Internals

Zircolite Architecture

Zircolite is more a workflow than a real detection engine. To put it simply, it leverages the ability of the Sigma converter to output rules in SQLite format. Zircolite simply applies SQLite-converted rules to EVTX logs stored in an in-memory SQLite database.

Architecture Overview

graph TD
    FS["File System (Logs)"] --> SEP["StreamingEventProcessor"]
    SEP -->|"Extract & Flatten"| FE["_flatten_event"]
    FE -->|"LRU _resolve_path"| IB["_insert_batch"]
    IB -->|"Batch Insert"| DB["SQLite Database"]
    
    MAPP["MemoryAwareParallelProcessor"] -->|"Assigns workers"| SEP
    
    ZC["ZircoliteCore"] -->|"Execute Rules"| DB
    ZC -->|"Stream Results"| OUT["Disk / Console"]

High-Level Flow

flowchart LR
    subgraph IN[Inputs]
        I[EVTX / XML / JSON<br/>CSV / Auditd]
    end
    
    subgraph DETECT[Detection]
        D[Auto-Detect<br/>Format & Timestamp]
    end
    
    subgraph PROC[Processing]
        F[Flatten &<br/>Transform]
    end
    
    subgraph DB[SQLite]
        S[(In-Memory DB)]
    end
    
    subgraph RULES[Rules]
        R[SIGMA → SQL]
    end
    
    subgraph OUT[Output]
        O[JSON / CSV<br/>Templates]
    end
    
    I --> D --> F --> S
    R --> S
    S --> O

Event Processing Pipeline

flowchart TB
    A[Raw Event] --> B{Event Filter}
    B -->|Skip| A
    B -->|Process| C[Flatten Nested JSON]
    C --> D[Apply Field Mappings]
    D --> E[Create Aliases]
    E --> F[Split Fields]
    F --> G[Run Transforms]
    G --> H[Insert to SQLite]
    H --> I[Execute SIGMA Rules]
    I --> J[Output Detections]

Field Processing Details

Stage	Description	Example
1. Filter	Skip events not matching any rule	Channel/EventID check
2. Flatten	Nested → flat structure	`Event.System.Channel` → `Channel`
3. Mappings	Rename fields	`Event.EventData.CommandLine` → `CommandLine`
4. Aliases	Duplicate fields with new names	`CommandLine` → `cmdline`
5. Splits	Parse key=value strings	`"a=1 b=2"` → `{a:1, b:2}`
6. Transforms	Custom Python code (sandboxed)	Extract filename from path

Processing Modes

flowchart LR
    subgraph Streaming[Streaming - Default]
        S1[Read] --> S2[Flatten] --> S3[Insert]
    end
    
    subgraph PerFile[Per-File Mode]
        P1[File 1] --> P2[File 2] --> P3[Combine]
    end
    
    subgraph Unified[Unified Mode]
        U1[All Files] --> U2[Single DB]
    end

Mode Selection:

Streaming (default): Single-pass, no intermediate files
Per-File: Separate DB per file, enables parallel processing
Unified: All files in one DB, enables cross-file correlation

Transform System

flowchart LR
    A[Field Value] --> B[RestrictedPython<br/>Sandbox]
    B --> C{Alias?}
    C -->|Yes| D[New Field]
    C -->|No| E[Replace Value]
    
    subgraph Allowed
        R[re / base64 / chardet / math]
    end
    
    Allowed -.-> B
    
    subgraph Sources
        S1[Inline code<br/>type: python] --> B
        S2[External file<br/>type: python_file] --> B
    end

Transform capabilities:

Regex extraction (re module)
□ □ □ □
• **Job**: Sum up the Zircolite internals page in two sentences.

• **Provided data**:
□ □ □ □
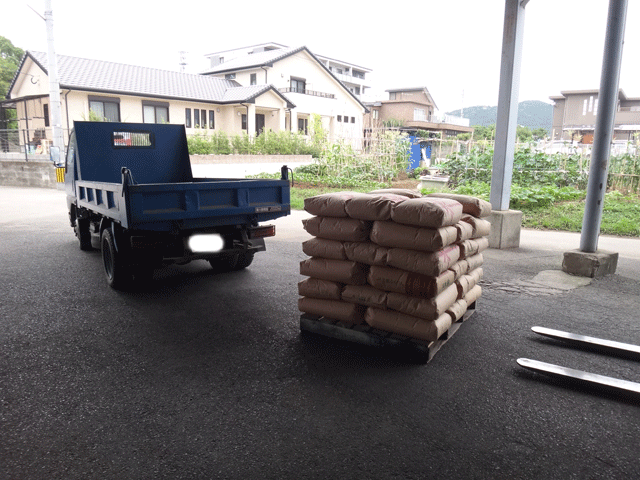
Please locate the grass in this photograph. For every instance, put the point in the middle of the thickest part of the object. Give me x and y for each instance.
(621, 214)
□ □ □ □
• **Correct response**: Zircolite is more a workflow than a real detection engine: it applies Sigma rules, converted to SQLite format, to EVTX logs held in an in-memory SQLite database. Before insertion into SQLite, events pass through filtering, flattening, field mappings, aliases, splits and sandboxed Python transforms, and processing runs in streaming mode by default or in per-file or unified mode.